Task directions: Arrange the lines that run from the one containing "Where can the jacket sleeve" through the one containing "pixel 1371 686", both included, as a numbered list, omitting any blank lines.

Material provided:

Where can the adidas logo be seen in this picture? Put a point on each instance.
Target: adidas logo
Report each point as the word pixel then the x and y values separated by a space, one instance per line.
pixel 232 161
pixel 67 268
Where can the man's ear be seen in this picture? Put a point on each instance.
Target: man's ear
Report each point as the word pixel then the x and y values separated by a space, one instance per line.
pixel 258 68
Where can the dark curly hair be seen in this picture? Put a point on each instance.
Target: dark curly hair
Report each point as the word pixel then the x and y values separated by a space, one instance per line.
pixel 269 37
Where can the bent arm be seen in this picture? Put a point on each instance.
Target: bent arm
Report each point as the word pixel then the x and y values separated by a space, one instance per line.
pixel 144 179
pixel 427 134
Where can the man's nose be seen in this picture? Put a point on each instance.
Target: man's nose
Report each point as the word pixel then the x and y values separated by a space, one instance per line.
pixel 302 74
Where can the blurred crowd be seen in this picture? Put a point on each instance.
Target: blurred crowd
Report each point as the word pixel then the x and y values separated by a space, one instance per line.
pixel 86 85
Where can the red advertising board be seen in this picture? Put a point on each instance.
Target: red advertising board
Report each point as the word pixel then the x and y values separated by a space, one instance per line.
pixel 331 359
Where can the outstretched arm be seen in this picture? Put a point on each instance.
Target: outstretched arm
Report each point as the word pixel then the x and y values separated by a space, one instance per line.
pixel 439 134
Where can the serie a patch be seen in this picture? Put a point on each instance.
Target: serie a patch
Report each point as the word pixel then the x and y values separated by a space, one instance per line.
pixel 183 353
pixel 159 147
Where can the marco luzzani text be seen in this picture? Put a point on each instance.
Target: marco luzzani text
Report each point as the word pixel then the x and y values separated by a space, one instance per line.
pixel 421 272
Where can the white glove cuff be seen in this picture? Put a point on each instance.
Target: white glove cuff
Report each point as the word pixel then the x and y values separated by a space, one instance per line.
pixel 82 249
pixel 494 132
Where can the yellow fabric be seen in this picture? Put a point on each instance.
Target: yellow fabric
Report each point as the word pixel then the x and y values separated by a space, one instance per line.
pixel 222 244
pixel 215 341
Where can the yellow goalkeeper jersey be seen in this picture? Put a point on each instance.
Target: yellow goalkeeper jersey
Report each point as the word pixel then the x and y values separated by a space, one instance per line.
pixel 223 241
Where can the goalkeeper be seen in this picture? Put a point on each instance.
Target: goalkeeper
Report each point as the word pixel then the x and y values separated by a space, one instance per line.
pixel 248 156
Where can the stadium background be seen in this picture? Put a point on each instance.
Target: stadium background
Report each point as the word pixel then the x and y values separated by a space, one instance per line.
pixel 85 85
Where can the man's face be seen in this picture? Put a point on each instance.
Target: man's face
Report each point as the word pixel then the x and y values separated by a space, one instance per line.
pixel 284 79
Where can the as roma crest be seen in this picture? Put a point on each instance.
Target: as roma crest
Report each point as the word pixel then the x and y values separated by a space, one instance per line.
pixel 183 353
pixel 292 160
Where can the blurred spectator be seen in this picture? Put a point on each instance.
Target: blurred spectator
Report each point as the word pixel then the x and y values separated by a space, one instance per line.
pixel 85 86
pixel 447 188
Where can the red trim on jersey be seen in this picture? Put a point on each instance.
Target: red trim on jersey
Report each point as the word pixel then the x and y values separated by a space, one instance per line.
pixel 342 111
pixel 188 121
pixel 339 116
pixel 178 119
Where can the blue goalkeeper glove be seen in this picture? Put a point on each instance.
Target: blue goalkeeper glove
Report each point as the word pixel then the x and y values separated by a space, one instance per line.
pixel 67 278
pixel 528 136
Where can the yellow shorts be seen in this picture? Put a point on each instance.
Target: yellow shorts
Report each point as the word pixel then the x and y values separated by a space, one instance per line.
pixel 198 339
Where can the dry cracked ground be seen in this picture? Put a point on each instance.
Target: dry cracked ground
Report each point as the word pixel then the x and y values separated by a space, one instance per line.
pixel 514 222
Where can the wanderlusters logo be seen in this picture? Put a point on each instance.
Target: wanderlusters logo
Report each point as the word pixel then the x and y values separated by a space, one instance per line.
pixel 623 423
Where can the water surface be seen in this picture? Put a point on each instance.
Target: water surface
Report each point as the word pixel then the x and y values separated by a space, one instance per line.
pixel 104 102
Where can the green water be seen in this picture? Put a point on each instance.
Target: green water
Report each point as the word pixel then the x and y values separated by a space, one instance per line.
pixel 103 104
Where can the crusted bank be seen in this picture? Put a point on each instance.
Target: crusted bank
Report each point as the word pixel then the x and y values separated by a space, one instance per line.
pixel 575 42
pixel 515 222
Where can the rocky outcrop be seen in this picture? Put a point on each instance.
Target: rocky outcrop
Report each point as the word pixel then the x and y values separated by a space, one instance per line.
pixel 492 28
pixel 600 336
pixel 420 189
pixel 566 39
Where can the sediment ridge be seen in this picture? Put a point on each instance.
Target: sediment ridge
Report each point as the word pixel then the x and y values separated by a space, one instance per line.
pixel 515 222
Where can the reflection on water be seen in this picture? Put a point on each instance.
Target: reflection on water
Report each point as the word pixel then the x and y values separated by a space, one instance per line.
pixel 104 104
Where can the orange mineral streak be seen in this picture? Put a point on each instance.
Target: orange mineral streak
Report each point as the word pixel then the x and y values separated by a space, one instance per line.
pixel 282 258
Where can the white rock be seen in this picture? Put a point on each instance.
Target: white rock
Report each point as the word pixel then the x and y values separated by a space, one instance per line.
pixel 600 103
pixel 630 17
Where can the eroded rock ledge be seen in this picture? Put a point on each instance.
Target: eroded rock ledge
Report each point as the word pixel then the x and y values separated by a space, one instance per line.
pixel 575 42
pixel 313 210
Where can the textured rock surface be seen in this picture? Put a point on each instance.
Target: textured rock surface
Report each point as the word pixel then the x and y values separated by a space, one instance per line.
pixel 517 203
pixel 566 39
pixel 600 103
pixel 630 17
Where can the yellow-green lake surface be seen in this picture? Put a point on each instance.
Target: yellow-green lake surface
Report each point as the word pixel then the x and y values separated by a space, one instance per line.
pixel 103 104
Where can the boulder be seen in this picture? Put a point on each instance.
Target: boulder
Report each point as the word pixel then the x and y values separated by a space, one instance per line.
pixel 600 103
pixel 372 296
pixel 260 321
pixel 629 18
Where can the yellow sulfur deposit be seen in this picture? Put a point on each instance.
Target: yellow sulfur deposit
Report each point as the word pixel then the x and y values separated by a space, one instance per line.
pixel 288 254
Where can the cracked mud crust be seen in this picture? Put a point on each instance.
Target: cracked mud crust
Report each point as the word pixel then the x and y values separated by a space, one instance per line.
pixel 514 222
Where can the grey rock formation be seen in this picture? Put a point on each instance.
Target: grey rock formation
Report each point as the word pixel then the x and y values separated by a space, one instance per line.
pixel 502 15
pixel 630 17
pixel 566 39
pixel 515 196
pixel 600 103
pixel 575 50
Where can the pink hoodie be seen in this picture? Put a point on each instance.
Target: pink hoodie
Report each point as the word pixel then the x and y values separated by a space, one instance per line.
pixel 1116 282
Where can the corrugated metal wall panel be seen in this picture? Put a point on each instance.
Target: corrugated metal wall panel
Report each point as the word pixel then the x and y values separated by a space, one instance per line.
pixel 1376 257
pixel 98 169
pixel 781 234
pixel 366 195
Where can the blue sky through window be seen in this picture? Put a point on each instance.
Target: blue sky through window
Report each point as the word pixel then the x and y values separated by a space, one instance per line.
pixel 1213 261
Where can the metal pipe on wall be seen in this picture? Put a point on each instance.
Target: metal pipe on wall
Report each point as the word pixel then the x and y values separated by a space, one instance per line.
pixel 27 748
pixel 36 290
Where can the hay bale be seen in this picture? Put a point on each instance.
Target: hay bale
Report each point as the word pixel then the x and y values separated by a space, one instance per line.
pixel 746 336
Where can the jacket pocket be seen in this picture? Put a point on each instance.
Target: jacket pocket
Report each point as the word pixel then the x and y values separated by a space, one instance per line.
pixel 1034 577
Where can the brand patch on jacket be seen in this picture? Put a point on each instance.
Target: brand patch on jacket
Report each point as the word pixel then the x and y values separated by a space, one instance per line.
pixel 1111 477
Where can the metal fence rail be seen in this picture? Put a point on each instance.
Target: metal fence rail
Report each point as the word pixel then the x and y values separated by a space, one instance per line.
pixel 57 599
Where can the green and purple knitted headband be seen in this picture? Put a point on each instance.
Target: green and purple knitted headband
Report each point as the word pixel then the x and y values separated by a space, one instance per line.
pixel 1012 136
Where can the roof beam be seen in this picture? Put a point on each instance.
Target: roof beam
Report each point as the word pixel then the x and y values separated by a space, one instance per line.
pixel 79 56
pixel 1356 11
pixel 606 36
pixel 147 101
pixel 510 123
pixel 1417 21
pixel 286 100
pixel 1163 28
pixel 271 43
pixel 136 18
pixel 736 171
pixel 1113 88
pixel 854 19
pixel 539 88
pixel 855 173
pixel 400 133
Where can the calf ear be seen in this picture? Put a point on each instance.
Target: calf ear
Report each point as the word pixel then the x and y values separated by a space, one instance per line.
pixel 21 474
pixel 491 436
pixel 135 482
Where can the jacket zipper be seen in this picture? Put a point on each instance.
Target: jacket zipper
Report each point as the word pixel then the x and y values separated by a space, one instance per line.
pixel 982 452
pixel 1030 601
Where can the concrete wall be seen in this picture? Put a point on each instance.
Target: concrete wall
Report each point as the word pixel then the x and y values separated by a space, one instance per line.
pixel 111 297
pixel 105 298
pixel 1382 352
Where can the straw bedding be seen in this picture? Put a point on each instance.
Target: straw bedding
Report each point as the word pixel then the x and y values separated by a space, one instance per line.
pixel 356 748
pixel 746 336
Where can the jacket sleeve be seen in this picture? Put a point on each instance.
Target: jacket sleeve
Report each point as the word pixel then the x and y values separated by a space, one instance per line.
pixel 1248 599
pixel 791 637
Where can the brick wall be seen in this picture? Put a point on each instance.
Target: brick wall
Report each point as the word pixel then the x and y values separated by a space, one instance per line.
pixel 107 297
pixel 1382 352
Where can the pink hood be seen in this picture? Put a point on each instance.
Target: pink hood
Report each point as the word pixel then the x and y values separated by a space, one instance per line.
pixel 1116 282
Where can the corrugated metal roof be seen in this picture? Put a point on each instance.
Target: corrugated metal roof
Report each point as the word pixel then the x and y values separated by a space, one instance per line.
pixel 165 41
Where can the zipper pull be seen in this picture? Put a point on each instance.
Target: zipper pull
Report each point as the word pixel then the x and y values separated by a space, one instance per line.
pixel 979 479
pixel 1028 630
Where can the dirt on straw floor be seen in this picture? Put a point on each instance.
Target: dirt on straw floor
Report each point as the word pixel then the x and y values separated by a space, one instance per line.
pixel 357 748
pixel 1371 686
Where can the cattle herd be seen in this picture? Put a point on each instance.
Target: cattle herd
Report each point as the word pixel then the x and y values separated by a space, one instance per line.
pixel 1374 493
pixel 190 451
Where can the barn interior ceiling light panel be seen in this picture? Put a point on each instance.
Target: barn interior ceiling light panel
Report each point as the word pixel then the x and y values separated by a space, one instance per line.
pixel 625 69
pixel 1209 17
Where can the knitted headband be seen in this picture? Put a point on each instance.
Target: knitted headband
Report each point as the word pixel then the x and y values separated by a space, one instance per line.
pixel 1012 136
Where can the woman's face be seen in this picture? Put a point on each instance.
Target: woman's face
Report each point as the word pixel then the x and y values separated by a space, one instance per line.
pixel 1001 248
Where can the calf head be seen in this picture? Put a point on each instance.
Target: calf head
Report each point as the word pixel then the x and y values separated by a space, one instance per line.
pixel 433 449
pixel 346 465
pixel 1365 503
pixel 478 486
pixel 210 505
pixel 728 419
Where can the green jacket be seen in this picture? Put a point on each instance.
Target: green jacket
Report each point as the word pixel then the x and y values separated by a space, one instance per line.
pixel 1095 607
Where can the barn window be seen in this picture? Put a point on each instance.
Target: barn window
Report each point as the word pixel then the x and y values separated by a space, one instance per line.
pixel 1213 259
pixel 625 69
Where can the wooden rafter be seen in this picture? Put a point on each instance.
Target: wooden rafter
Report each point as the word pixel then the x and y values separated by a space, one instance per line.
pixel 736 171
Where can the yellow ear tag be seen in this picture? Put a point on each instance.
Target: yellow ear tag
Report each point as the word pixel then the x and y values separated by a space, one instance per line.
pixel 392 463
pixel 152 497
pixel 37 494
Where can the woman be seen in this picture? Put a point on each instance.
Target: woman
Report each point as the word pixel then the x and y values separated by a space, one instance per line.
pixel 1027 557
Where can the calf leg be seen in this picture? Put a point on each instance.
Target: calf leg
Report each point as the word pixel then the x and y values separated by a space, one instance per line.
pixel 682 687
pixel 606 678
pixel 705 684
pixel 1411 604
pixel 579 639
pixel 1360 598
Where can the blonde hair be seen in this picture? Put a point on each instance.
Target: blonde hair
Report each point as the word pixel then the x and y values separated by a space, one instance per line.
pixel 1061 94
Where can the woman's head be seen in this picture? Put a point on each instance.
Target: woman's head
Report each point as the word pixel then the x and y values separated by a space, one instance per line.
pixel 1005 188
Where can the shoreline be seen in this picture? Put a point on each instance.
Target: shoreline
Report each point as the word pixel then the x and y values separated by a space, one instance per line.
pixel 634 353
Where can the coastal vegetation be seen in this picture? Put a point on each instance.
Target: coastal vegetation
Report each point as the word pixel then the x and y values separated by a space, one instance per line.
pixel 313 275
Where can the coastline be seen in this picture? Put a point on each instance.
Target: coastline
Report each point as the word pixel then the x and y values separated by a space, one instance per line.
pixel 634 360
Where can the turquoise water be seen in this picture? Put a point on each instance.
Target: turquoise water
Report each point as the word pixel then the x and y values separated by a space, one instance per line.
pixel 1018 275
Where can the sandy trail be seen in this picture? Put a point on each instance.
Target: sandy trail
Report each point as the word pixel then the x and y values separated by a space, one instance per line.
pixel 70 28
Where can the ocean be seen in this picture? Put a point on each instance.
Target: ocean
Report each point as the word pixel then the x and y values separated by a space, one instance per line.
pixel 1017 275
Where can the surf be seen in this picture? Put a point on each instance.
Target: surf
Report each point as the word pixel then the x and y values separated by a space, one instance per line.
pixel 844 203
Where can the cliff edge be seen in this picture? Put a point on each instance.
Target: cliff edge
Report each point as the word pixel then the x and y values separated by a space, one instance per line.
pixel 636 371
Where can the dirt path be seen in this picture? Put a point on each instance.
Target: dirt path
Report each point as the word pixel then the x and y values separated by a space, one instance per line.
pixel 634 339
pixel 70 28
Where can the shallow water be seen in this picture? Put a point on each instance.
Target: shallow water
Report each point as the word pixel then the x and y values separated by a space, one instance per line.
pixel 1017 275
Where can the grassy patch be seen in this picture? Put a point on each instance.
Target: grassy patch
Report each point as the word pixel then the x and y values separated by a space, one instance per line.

The completed task:
1. Where can the jacket sleeve be seen in this picture? Put a point on each instance.
2. Target: jacket sleeve
3. Report each point as the word pixel then the x and y values separated by a space, one instance per line.
4. pixel 1248 599
5. pixel 791 637
6. Where can the brick wall be seen in this picture? Put a point on each instance.
7. Target: brick wall
8. Report each point as the word pixel then the x and y values separated by a space, one instance per line.
9. pixel 107 297
10. pixel 1382 352
11. Where can the pink hood be seen in this picture? Put a point on each instance.
12. Target: pink hood
13. Report each point as the word pixel then the x and y values separated by a space, one instance per line.
14. pixel 1116 282
15. Where can the corrugated metal roof be seen in this picture? Put a point on each instance.
16. Target: corrugated metal roof
17. Report each point as the word pixel then the x and y values separated by a space, one instance per line.
18. pixel 165 41
19. Where can the zipper pull be seen in this picture? Put a point on each instance.
20. Target: zipper pull
21. Report each point as the word pixel then the x and y values separated by a space, one instance per line.
22. pixel 979 479
23. pixel 1028 630
24. Where can the dirt on straw floor be seen in this picture? Put a point on each instance.
25. Target: dirt on straw floor
26. Report each point as the word pixel then the x and y values separated by a space, one instance per line.
27. pixel 357 748
28. pixel 1371 686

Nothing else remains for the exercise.